## DIRECTIONS FOR THIS TASK
Please repeat everything from "- Poor at representing" down to "simple/complex model (complexity-control)" in the Bayesian neural networks notebook, switching "aleatoric" to "stochastic".
---------- DOCUMENT PASSAGE ----------
In [None]:
%matplotlib notebook
import matplotlib.pyplot as plt
import numpy as np
from tqdm.notebook import tqdm
import corner
import torch
import pyro
display(pyro.__version__)

# Bayesian Neural Networks

Deep Neural Networks are non-linear function approximators which represent the state of the art in pattern recognition

But they do have limitations

- Very deep models require lots of data to train
- Selecting an architecture requires a lot of experimentation
- [Easily ](https://arxiv.org/abs/1412.1897) [fooled](https://openai.com/blog/adversarial-example-research/)
- Poor at representing uncertainty 

> We can address some of these limitations by going Bayesian

A Bayesian neural network (BNN) places a prior distribution on its parameters. Training the BNN is equivalent to learning the posterior distribution of the parameters given the data. Most importantly the **uncertainty on the data and the parameters** can be propagated to estimate the **uncertainty on our predictions**

- Uncertainty on the data is called **aleatoric uncertainty** and it is related to irreducible noise
- Uncertainty on the model (parameters and structure) is called **epistemic uncertainty**

> BNN's (and other bayesian models) know what they don't know

We can use this "new knowledge" to

- Choose when to use a more simple/complex model (complexity-control)
---------- DATA EXCERPTS ----------
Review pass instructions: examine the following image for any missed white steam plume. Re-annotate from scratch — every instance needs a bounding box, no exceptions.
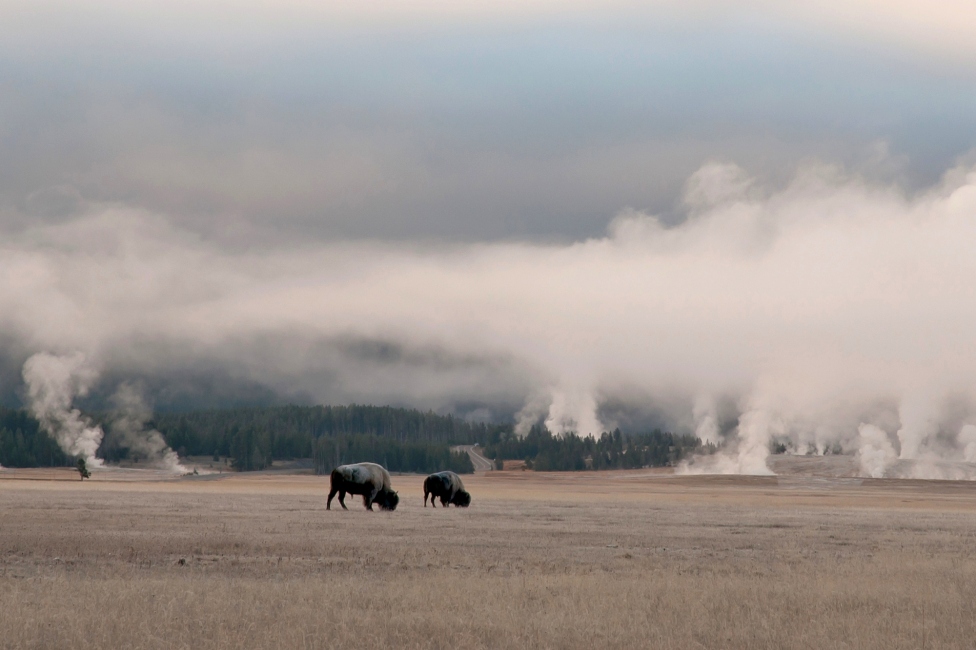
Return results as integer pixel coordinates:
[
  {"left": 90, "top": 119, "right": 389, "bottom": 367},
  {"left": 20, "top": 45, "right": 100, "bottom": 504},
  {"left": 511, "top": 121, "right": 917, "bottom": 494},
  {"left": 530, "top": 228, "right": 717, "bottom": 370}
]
[
  {"left": 23, "top": 352, "right": 104, "bottom": 468},
  {"left": 0, "top": 159, "right": 976, "bottom": 477},
  {"left": 109, "top": 383, "right": 187, "bottom": 474}
]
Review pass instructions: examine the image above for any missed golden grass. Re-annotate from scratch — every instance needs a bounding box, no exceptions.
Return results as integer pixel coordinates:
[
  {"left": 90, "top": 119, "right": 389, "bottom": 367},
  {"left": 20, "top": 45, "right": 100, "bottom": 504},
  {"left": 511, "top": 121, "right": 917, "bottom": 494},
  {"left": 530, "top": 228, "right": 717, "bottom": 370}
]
[{"left": 0, "top": 472, "right": 976, "bottom": 649}]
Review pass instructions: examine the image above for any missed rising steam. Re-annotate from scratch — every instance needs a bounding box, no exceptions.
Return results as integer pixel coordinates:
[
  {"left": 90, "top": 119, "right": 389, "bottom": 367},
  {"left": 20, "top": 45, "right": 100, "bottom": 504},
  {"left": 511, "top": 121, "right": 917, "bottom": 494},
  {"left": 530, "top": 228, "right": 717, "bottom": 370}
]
[
  {"left": 23, "top": 352, "right": 186, "bottom": 473},
  {"left": 24, "top": 352, "right": 105, "bottom": 468},
  {"left": 0, "top": 159, "right": 976, "bottom": 478},
  {"left": 109, "top": 383, "right": 187, "bottom": 474}
]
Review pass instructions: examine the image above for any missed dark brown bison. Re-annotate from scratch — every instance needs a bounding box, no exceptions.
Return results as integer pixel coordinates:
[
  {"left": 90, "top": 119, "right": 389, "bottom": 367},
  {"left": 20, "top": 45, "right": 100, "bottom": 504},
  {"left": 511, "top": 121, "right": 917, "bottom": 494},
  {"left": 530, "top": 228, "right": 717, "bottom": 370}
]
[
  {"left": 325, "top": 463, "right": 400, "bottom": 510},
  {"left": 424, "top": 472, "right": 471, "bottom": 508}
]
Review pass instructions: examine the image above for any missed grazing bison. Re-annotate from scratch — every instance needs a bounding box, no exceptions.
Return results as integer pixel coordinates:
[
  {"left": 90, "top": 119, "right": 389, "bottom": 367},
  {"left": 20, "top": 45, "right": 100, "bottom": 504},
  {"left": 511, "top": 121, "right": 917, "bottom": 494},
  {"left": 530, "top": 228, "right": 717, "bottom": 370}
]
[
  {"left": 325, "top": 463, "right": 400, "bottom": 510},
  {"left": 424, "top": 472, "right": 471, "bottom": 508}
]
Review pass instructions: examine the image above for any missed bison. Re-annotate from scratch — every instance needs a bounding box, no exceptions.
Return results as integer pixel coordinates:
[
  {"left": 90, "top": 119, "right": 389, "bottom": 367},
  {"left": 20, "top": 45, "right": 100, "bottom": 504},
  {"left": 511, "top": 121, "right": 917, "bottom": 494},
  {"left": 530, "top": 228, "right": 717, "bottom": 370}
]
[
  {"left": 325, "top": 463, "right": 400, "bottom": 510},
  {"left": 424, "top": 472, "right": 471, "bottom": 508}
]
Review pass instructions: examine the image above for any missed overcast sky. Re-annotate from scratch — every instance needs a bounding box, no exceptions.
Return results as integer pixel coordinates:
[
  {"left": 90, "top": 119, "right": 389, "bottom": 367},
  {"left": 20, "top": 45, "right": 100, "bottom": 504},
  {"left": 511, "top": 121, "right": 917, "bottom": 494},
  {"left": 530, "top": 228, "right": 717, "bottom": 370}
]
[
  {"left": 0, "top": 0, "right": 976, "bottom": 474},
  {"left": 0, "top": 0, "right": 976, "bottom": 240}
]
----------
## ANSWER
- Poor at representing uncertainty 

> We can address some of these limitations by going Bayesian

A Bayesian neural network (BNN) places a prior distribution on its parameters. Training the BNN is equivalent to learning the posterior distribution of the parameters given the data. Most importantly the **uncertainty on the data and the parameters** can be propagated to estimate the **uncertainty on our predictions**

- Uncertainty on the data is called **stochastic uncertainty** and it is related to irreducible noise
- Uncertainty on the model (parameters and structure) is called **epistemic uncertainty**

> BNN's (and other bayesian models) know what they don't know

We can use this "new knowledge" to

- Choose when to use a more simple/complex model (complexity-control)